Repeat the following entries exactly, excluding pictures.

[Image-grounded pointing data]
..............................

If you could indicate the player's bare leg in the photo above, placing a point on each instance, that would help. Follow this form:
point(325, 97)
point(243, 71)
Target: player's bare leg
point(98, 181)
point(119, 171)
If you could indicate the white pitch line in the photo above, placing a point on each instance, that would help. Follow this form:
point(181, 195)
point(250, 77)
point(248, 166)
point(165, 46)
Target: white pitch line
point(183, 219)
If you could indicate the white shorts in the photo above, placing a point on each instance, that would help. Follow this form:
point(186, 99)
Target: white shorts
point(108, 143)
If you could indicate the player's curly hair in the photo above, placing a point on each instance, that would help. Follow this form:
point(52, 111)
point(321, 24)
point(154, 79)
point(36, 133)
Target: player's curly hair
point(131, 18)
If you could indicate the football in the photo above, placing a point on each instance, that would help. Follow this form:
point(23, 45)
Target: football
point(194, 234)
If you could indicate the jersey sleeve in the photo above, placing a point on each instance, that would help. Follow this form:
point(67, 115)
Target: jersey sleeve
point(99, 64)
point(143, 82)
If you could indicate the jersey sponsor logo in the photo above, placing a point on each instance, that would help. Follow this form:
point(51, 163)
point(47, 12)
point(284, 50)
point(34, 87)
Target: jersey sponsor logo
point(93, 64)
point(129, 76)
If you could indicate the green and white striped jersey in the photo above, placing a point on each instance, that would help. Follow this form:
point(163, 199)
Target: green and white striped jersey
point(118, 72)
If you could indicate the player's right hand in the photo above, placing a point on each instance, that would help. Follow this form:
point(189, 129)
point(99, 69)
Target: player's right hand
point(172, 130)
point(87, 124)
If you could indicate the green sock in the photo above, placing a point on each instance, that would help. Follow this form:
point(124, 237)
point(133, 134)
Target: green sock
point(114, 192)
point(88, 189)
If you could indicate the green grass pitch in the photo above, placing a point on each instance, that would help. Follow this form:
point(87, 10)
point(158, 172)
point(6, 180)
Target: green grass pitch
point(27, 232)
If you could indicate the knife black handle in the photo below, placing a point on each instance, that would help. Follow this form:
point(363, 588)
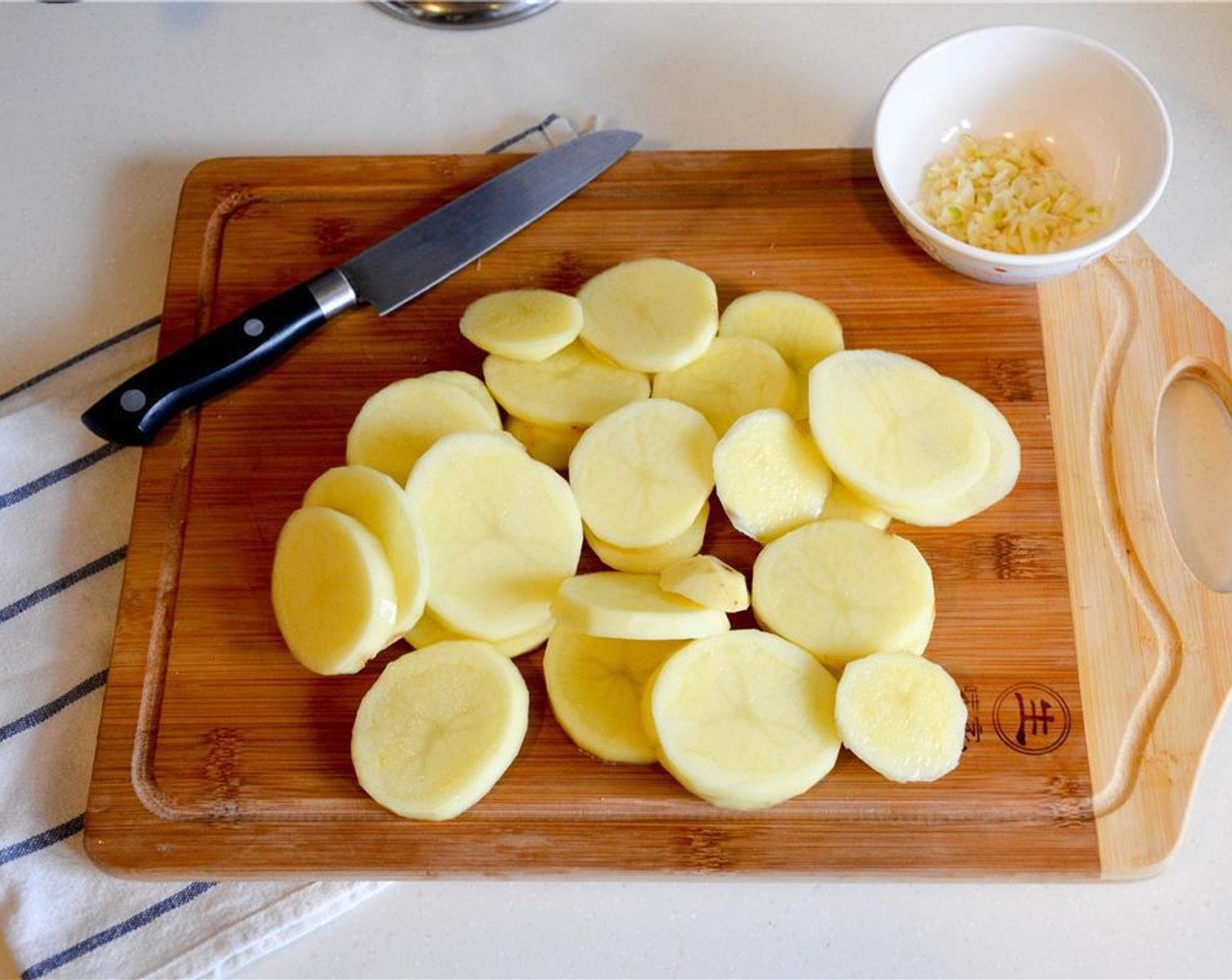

..............................

### Exercise answer:
If you could indicate the player's bare leg in the photo above, placing a point on each instance, that would help. Follow this form:
point(325, 97)
point(243, 71)
Target: player's bare leg
point(98, 181)
point(119, 171)
If you could indicate the white pitch line in the photo above, placing a point on each instance, that would help. Follow this form:
point(181, 195)
point(250, 77)
point(248, 166)
point(165, 46)
Target: white pitch line
point(183, 219)
If you could indicate the white shorts in the photo above, placing a point on each instance, that would help. Follow this form:
point(186, 99)
Target: white shorts
point(108, 143)
If you could indicate the player's curly hair in the photo above, placing a point on each instance, that would help. Follow this form:
point(52, 111)
point(321, 24)
point(154, 79)
point(36, 133)
Target: player's curly hair
point(131, 18)
If you could indicate the football in the photo above, placing a point on each instance, that would help. Follow this form:
point(23, 45)
Target: football
point(194, 234)
If you could indicate the jersey sleeve in the photo above, placing a point on each instance, that would help. Follow this form:
point(67, 115)
Target: jersey sleeve
point(99, 64)
point(143, 82)
If you could indicate the jersey sponsor logo in the photo above, placing a point on each instance, that would help. Follow this form:
point(51, 163)
point(47, 12)
point(284, 50)
point(34, 87)
Target: jersey sponsor logo
point(93, 64)
point(129, 76)
If you could indicate the green and white striped jersey in the photo above, placing a point on each instance, that would help. Follow this form:
point(163, 199)
Target: green and white striped jersey
point(118, 72)
If you could indicate the player's right hand in the photo above, placing a point on each instance, that would help. Follow this form:
point(189, 129)
point(99, 69)
Target: player's right hand
point(172, 130)
point(87, 124)
If you could indicate the green sock in the photo above, placing a point on each instance, that would help. Follow this form:
point(124, 237)
point(133, 134)
Target: green sock
point(114, 192)
point(88, 189)
If you could indicate the green grass pitch in the photo above, placing a point on each instance, that would help. Follow this form:
point(87, 10)
point(158, 172)
point(6, 180)
Target: green grass pitch
point(27, 232)
If you could indicate the knife black handle in the photo below, placing a point on each instance, that would help. Follow this form:
point(363, 588)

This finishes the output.